Required action:
Could you output all of the records below exactly as they appear?

◇ ◇ ◇

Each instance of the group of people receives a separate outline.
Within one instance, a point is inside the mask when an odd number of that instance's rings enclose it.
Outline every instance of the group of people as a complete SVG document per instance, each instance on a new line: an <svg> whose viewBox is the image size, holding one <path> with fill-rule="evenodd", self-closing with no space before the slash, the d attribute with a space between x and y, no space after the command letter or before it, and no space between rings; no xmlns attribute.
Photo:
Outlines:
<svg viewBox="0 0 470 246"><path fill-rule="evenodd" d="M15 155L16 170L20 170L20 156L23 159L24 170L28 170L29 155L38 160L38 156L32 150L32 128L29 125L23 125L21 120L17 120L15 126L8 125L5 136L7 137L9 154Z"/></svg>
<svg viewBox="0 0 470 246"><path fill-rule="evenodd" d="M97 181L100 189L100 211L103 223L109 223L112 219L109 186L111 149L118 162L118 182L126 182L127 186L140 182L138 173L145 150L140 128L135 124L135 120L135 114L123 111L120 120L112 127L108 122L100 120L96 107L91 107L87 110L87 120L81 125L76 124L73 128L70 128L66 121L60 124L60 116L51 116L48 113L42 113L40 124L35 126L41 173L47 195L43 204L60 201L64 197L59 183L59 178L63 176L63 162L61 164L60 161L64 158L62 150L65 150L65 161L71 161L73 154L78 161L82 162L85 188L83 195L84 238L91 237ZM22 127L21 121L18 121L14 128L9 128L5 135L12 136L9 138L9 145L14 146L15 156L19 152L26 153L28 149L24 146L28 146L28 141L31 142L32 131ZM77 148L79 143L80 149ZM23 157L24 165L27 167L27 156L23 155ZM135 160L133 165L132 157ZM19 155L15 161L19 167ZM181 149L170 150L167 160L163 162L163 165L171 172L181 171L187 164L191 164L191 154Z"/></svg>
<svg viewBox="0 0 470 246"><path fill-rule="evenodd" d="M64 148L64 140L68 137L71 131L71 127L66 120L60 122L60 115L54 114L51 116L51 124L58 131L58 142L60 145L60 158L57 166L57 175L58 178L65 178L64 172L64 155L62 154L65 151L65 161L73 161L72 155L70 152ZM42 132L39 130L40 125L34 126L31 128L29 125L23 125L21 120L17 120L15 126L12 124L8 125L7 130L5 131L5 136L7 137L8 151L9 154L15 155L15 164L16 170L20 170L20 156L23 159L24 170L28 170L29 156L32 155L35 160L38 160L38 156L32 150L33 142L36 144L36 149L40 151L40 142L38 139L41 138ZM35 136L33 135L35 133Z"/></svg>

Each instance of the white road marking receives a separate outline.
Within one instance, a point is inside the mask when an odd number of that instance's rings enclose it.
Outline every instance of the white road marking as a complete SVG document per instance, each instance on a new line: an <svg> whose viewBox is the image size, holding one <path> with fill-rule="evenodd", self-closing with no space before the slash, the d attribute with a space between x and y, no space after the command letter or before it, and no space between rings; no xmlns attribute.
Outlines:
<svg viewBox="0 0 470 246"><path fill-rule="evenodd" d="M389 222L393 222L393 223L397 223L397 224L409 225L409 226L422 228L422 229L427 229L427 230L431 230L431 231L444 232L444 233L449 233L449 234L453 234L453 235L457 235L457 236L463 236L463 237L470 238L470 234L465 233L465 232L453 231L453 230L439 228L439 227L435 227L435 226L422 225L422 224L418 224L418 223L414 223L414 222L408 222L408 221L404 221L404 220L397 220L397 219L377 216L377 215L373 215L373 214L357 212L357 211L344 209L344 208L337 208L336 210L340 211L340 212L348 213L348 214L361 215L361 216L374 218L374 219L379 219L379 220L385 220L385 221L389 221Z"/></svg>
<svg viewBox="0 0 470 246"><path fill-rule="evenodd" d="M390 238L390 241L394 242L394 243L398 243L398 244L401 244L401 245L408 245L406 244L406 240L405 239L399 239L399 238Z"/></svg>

◇ ◇ ◇

Response below:
Each instance of the group of people receives a separate outline.
Within one instance, a point is inside the mask when an odd number of that instance's rings enclose it.
Outline every instance of the group of people as a complete SVG document per instance, each instance on a new line: an <svg> whose viewBox is the image size, holding one <path> with fill-rule="evenodd", self-closing with no space before the slash, the d attribute with a space between x and y, no space after the command letter or before it, and no space between rings; no xmlns attribute.
Photo:
Outlines:
<svg viewBox="0 0 470 246"><path fill-rule="evenodd" d="M15 155L16 170L20 170L20 156L23 159L24 170L28 170L29 155L38 160L38 156L32 150L32 128L29 125L23 125L21 120L17 120L15 126L8 125L5 136L7 137L9 154Z"/></svg>
<svg viewBox="0 0 470 246"><path fill-rule="evenodd" d="M97 181L100 189L100 211L103 223L109 223L112 219L109 186L111 149L118 162L118 182L126 182L127 186L140 182L138 173L145 150L140 128L135 124L135 120L135 114L123 111L120 120L112 127L108 122L100 120L96 107L91 107L87 110L87 120L81 125L76 124L73 128L70 128L66 121L60 124L60 116L51 116L48 113L42 113L40 124L35 126L41 173L47 195L43 204L60 201L64 197L59 183L59 178L63 176L63 162L61 164L60 161L64 158L62 150L65 150L65 161L71 161L73 154L78 161L82 162L85 188L83 195L84 238L91 237ZM22 127L21 121L18 121L14 128L9 128L5 135L12 136L9 138L9 145L14 146L15 156L19 152L26 153L28 149L24 146L28 146L28 141L31 142L32 131ZM77 148L79 143L80 149ZM23 157L24 165L27 167L27 156L23 155ZM135 160L133 165L132 157ZM19 155L15 161L19 167ZM181 149L170 150L167 160L163 162L163 165L171 172L181 171L187 164L191 164L191 154Z"/></svg>
<svg viewBox="0 0 470 246"><path fill-rule="evenodd" d="M64 148L64 140L68 137L71 131L71 127L66 120L60 122L60 115L54 114L51 116L51 124L58 131L58 142L60 145L60 158L57 166L57 175L58 178L65 178L64 172L64 155L62 154L65 151L65 161L73 161L72 155L70 152ZM42 132L39 130L40 125L34 126L31 128L29 125L23 125L21 120L17 120L15 126L12 124L8 125L7 130L5 131L5 136L7 137L8 151L9 154L15 155L15 164L16 170L20 170L20 156L23 159L24 170L28 170L29 156L32 155L35 160L38 160L38 156L32 150L33 142L36 144L36 149L40 151L40 142L38 139L41 138ZM35 136L33 135L35 133Z"/></svg>

Each instance of the white road marking receives a separate outline.
Within one instance, a point is inside the mask when an odd number of that instance's rings enclose it.
Outline every instance of the white road marking as a complete SVG document per instance, each instance on a new line: an <svg> whose viewBox is the image size, holding one <path> with fill-rule="evenodd", self-closing with no space before the slash, the d attribute with a space between x and y, no space after the command letter or before it, and no space between rings; no xmlns attribute.
Outlines:
<svg viewBox="0 0 470 246"><path fill-rule="evenodd" d="M389 222L393 222L393 223L397 223L397 224L409 225L409 226L422 228L422 229L427 229L427 230L431 230L431 231L444 232L444 233L449 233L449 234L453 234L453 235L457 235L457 236L463 236L463 237L470 238L470 234L465 233L465 232L453 231L453 230L439 228L439 227L435 227L435 226L422 225L422 224L418 224L418 223L414 223L414 222L408 222L408 221L404 221L404 220L397 220L397 219L377 216L377 215L373 215L373 214L357 212L357 211L344 209L344 208L337 208L336 210L340 211L340 212L348 213L348 214L361 215L361 216L374 218L374 219L379 219L379 220L385 220L385 221L389 221Z"/></svg>
<svg viewBox="0 0 470 246"><path fill-rule="evenodd" d="M390 238L390 241L394 242L394 243L398 243L398 244L401 244L401 245L408 245L406 244L406 240L405 239L399 239L399 238Z"/></svg>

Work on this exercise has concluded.